* START *

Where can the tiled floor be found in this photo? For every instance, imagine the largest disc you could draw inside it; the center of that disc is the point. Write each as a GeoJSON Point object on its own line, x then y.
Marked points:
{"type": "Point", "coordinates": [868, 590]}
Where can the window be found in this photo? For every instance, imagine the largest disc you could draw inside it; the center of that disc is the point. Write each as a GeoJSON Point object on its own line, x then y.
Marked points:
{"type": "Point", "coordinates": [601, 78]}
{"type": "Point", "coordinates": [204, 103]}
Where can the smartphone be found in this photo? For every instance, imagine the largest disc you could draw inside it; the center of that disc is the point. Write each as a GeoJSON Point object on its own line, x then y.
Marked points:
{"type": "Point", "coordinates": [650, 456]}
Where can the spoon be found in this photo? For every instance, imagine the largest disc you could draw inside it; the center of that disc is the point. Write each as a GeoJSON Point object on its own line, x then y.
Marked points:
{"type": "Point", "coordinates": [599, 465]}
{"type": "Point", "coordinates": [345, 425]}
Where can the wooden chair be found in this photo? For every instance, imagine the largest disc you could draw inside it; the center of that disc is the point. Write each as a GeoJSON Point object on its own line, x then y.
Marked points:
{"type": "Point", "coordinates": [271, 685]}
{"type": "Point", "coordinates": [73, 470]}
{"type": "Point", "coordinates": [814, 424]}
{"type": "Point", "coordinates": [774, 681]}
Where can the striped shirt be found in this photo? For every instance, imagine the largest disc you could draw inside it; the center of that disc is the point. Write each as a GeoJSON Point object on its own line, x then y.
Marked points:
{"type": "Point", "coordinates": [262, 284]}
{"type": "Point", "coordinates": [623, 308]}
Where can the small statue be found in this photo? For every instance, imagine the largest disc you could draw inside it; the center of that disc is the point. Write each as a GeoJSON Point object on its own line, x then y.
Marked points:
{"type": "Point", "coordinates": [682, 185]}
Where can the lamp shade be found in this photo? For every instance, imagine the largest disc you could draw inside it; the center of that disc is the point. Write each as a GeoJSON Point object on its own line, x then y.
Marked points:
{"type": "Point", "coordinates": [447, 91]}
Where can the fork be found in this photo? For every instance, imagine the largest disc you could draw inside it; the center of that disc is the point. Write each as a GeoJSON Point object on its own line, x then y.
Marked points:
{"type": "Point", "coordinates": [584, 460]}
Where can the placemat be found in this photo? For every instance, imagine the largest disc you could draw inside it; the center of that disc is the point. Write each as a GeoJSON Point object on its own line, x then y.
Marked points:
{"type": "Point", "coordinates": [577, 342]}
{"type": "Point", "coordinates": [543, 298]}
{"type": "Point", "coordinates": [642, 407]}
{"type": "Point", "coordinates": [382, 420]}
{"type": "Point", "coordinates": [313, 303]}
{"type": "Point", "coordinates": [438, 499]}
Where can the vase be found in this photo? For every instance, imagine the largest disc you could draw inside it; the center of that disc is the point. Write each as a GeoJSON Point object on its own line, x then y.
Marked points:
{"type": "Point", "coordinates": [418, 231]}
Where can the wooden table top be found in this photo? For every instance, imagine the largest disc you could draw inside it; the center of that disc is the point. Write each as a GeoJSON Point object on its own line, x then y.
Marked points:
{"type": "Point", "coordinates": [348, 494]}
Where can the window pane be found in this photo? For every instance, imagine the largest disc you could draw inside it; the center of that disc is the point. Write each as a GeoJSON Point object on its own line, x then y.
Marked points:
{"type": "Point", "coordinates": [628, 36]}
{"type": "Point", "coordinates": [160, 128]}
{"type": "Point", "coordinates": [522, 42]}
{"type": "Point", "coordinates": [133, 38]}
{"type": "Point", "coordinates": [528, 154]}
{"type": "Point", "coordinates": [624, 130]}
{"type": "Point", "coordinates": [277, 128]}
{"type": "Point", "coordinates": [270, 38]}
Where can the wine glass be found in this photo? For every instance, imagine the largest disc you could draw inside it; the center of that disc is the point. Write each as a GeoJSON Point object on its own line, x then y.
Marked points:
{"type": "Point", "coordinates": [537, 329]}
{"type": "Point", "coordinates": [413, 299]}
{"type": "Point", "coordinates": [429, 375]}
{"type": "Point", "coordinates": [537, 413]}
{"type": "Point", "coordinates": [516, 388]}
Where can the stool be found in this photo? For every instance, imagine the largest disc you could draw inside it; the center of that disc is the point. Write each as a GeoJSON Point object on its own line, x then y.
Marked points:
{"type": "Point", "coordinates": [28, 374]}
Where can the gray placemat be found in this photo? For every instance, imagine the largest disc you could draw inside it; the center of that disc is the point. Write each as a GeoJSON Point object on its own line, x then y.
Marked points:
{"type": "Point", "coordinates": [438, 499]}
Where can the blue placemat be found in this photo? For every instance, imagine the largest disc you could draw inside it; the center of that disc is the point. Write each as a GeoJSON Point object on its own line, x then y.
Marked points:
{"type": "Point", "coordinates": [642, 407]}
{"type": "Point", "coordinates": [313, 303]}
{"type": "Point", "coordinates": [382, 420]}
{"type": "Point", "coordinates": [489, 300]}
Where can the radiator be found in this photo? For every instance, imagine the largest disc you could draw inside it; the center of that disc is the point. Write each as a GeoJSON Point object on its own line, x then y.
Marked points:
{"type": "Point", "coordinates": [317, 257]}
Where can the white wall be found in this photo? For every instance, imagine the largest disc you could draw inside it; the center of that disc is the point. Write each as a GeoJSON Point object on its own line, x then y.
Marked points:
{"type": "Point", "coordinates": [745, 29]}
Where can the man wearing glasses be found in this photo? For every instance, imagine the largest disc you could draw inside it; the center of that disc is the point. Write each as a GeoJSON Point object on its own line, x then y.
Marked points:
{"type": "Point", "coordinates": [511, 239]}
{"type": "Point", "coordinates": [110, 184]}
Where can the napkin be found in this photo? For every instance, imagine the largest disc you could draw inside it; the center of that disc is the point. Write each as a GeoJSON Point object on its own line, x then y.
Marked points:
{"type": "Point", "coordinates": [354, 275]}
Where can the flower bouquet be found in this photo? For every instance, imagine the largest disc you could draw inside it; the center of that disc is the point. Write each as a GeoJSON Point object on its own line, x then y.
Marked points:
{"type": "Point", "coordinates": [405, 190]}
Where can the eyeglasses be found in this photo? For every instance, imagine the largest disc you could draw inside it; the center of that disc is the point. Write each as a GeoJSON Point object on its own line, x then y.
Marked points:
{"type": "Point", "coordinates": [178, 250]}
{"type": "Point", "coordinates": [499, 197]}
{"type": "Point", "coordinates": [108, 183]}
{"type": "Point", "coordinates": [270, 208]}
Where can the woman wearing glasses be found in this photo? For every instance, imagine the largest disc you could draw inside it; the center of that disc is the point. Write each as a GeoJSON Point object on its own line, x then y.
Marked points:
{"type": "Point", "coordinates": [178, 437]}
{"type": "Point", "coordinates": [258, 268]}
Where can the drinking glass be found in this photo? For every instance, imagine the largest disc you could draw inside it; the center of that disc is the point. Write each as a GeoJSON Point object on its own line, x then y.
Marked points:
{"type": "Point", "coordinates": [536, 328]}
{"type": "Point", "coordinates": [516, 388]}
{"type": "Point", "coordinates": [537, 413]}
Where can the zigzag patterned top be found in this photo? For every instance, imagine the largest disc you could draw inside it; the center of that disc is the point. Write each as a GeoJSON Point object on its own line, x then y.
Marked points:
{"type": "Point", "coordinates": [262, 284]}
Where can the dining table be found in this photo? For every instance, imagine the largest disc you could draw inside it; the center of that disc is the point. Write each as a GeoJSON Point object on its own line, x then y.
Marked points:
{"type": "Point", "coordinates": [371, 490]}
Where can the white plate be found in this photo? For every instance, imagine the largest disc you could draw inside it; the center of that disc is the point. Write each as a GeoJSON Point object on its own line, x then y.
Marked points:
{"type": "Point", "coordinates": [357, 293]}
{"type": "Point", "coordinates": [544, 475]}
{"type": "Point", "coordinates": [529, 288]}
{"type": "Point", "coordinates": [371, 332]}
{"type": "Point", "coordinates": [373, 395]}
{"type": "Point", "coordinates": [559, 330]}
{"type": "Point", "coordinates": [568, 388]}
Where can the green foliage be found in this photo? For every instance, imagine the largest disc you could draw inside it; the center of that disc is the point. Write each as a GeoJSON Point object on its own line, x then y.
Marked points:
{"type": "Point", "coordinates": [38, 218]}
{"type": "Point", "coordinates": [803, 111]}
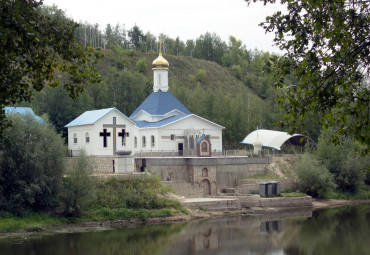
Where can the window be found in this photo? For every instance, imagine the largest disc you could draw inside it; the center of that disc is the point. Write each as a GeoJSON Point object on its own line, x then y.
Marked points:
{"type": "Point", "coordinates": [191, 142]}
{"type": "Point", "coordinates": [153, 141]}
{"type": "Point", "coordinates": [204, 147]}
{"type": "Point", "coordinates": [205, 172]}
{"type": "Point", "coordinates": [144, 142]}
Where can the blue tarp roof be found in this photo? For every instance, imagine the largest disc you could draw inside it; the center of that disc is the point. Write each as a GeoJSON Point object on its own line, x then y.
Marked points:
{"type": "Point", "coordinates": [90, 117]}
{"type": "Point", "coordinates": [147, 124]}
{"type": "Point", "coordinates": [160, 103]}
{"type": "Point", "coordinates": [22, 111]}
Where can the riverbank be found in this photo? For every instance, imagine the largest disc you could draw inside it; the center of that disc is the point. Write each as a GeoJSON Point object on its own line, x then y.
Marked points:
{"type": "Point", "coordinates": [193, 215]}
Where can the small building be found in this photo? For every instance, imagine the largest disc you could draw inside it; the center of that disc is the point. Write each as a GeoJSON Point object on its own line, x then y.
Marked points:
{"type": "Point", "coordinates": [273, 139]}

* END *

■ **TASK OBJECTIVE**
Copy out the lines from the line containing "Where can the blue tarp" to the end of the listing above, without alteration.

■ **EXERCISE ANSWER**
Where can the blue tarp roof be found in this photo? For every instance, imagine the largest disc you could draw inside it; the center of that disc is the point. Write each as a GeoJSON Point object on its own line, x then y.
Marked points:
{"type": "Point", "coordinates": [90, 117]}
{"type": "Point", "coordinates": [147, 124]}
{"type": "Point", "coordinates": [160, 103]}
{"type": "Point", "coordinates": [22, 111]}
Where can the riverbank be found in this photo? For every instance, imagine the largest disc you could draw inside it; the center of that disc is the point. Write each as a GeoJSON Point object on its own line, x then y.
Marked points:
{"type": "Point", "coordinates": [193, 215]}
Where can the small building be found in this photo? For every instance, imagine the largest disc you could draw inside it; the center of that disc is the point. Write each as a GeoJSON Point object on its own line, x then y.
Marked points:
{"type": "Point", "coordinates": [273, 139]}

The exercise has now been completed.